#### [WHAT TO PRODUCE]
Pictures don't belong in the copy; print all the records exactly.

#### [SUPPLIED MATERIAL]
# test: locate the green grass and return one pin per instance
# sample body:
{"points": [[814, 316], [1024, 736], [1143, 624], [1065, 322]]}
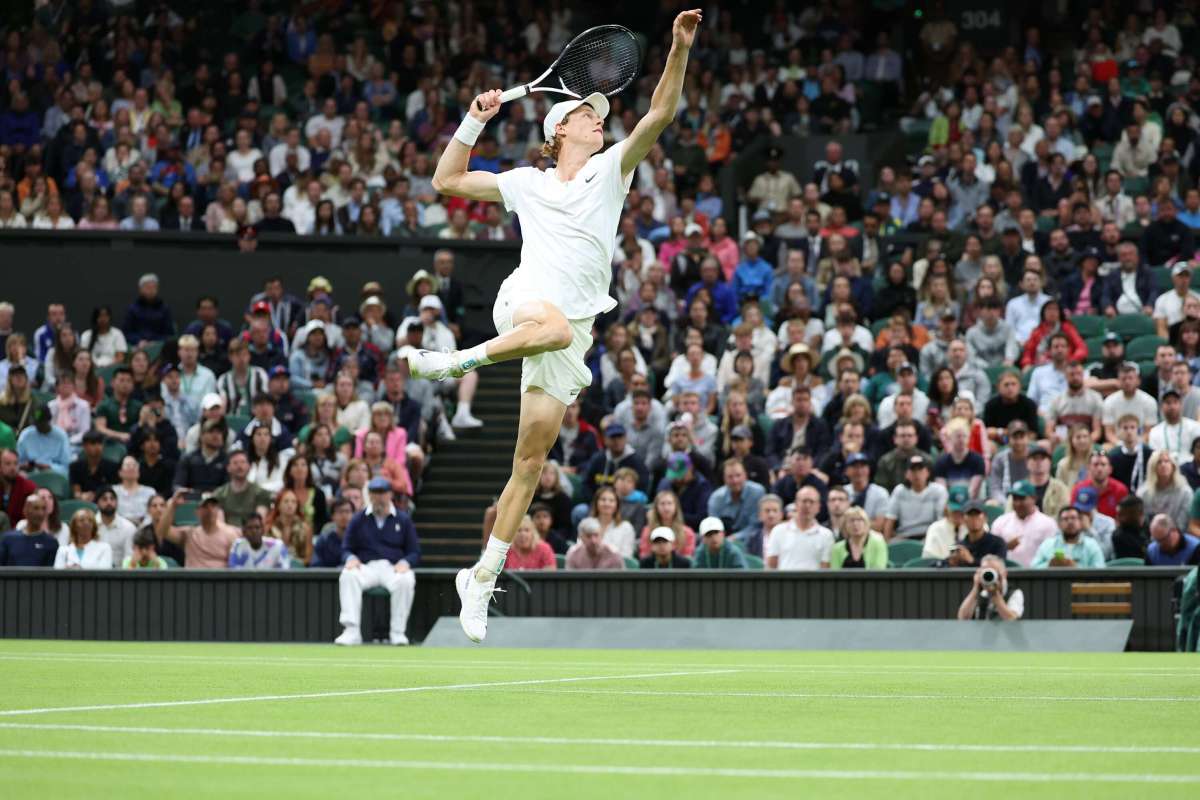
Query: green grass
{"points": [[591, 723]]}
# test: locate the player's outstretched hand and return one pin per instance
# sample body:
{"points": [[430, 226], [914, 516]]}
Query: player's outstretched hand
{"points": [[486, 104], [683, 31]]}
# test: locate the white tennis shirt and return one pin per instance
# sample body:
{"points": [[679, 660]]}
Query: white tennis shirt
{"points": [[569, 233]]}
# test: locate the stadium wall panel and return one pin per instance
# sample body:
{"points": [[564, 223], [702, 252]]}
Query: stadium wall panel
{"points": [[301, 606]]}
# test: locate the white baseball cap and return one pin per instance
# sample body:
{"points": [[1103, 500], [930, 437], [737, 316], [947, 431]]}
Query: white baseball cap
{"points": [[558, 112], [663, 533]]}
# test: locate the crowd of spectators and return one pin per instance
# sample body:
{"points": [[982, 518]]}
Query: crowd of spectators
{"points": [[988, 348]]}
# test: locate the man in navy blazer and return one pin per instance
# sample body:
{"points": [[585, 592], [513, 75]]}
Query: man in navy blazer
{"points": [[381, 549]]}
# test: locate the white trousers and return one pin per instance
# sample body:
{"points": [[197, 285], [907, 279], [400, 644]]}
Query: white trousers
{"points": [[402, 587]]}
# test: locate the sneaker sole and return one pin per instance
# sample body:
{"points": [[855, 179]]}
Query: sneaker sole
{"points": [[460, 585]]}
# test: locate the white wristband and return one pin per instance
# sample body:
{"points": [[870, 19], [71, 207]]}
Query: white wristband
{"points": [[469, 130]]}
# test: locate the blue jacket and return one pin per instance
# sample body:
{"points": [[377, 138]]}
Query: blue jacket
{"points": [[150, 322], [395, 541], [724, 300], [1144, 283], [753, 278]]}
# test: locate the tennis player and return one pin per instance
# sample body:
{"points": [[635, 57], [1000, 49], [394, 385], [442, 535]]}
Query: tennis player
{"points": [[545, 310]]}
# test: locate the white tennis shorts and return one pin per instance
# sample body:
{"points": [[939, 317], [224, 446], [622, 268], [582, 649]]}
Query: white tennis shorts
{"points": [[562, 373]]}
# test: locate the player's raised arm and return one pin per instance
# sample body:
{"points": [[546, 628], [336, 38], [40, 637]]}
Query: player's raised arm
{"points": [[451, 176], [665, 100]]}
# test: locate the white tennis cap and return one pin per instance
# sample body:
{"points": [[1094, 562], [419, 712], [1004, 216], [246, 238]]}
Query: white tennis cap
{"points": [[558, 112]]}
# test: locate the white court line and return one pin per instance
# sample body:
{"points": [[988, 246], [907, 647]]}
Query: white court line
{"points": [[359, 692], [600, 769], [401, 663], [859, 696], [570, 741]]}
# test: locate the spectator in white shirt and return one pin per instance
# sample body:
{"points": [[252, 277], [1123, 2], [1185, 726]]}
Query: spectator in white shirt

#### [ANSWER TO THE EXERCISE]
# test: locate the green grass and return one pin per instance
# sample body:
{"points": [[814, 316], [1024, 736], [1143, 624], [1065, 322]]}
Query: green grass
{"points": [[591, 723]]}
# test: locate the player's outstretched hand and return one pin per instance
# sample body:
{"points": [[430, 226], [914, 516]]}
Query: player's outstretched hand
{"points": [[486, 104], [683, 31]]}
# test: locate the white tennis shirt and return one pin per instance
# sample body:
{"points": [[679, 660]]}
Query: white tennis shirt
{"points": [[569, 233]]}
# test: locate the stadium wall panel and return one pin per instance
# sample body:
{"points": [[564, 223], [702, 252]]}
Query: stadium wall panel
{"points": [[301, 606]]}
# test: locate the white baseball cap and return one pin per instance
# sample body:
{"points": [[1103, 500], [930, 437], [737, 316], [947, 431]]}
Query: white baseball cap
{"points": [[558, 112], [663, 533]]}
# test: locate the crowd of spectators and return one pin per instance
# sample body:
{"points": [[982, 518]]}
Query: crowd of spectators
{"points": [[988, 348]]}
# test: locate the man in navy blazer and return one pin per instance
# sample body:
{"points": [[585, 592], [513, 75]]}
Query: man in navy blazer
{"points": [[381, 549]]}
# test: locate the white trousers and return one pin per instance
# sample body:
{"points": [[197, 285], [907, 279], [400, 644]]}
Query: white trousers
{"points": [[402, 587]]}
# test: locate the sneaker sole and return one pin per instance
# sample body:
{"points": [[855, 179]]}
Query: sneaker sole
{"points": [[460, 585]]}
# test: locate the white wristband and return one pin per instance
# sample body:
{"points": [[870, 19], [71, 207]]}
Query: white wristband
{"points": [[469, 130]]}
# test: locate the blue jacket and return one pin per instance
# sample body:
{"points": [[377, 138]]}
Query: blue jacket
{"points": [[150, 322], [395, 541], [724, 300], [1144, 283], [753, 278]]}
# test: locate the tennis player and return one pin per instance
# sample body:
{"points": [[635, 57], [1000, 49], [394, 385], [442, 535]]}
Query: tennis player
{"points": [[545, 310]]}
# test: locate the white tennis shorts and return one pin per instance
# sample body:
{"points": [[939, 317], [224, 446], [622, 268], [582, 649]]}
Query: white tennis shorts
{"points": [[562, 373]]}
# test: locate the player's raised arm and return one pin per instance
# sample body:
{"points": [[546, 628], [336, 38], [40, 637]]}
Query: player's raised arm
{"points": [[451, 176], [665, 100]]}
# test: locate the white tennis cap and return one pin per instance
# sample body:
{"points": [[1094, 562], [419, 712], [1004, 216], [246, 238]]}
Query: white tennis cap
{"points": [[558, 112]]}
# test: locate the white court line and return one pin per instance
# sample body:
{"points": [[988, 246], [907, 647]]}
Query: white court line
{"points": [[359, 692], [600, 769], [401, 663], [859, 696], [570, 741]]}
# test: locate the spectator in white shirt and return one pin per instance
# sample body:
{"points": [[252, 277], [1123, 2], [1185, 726]]}
Query: spectator in white shirt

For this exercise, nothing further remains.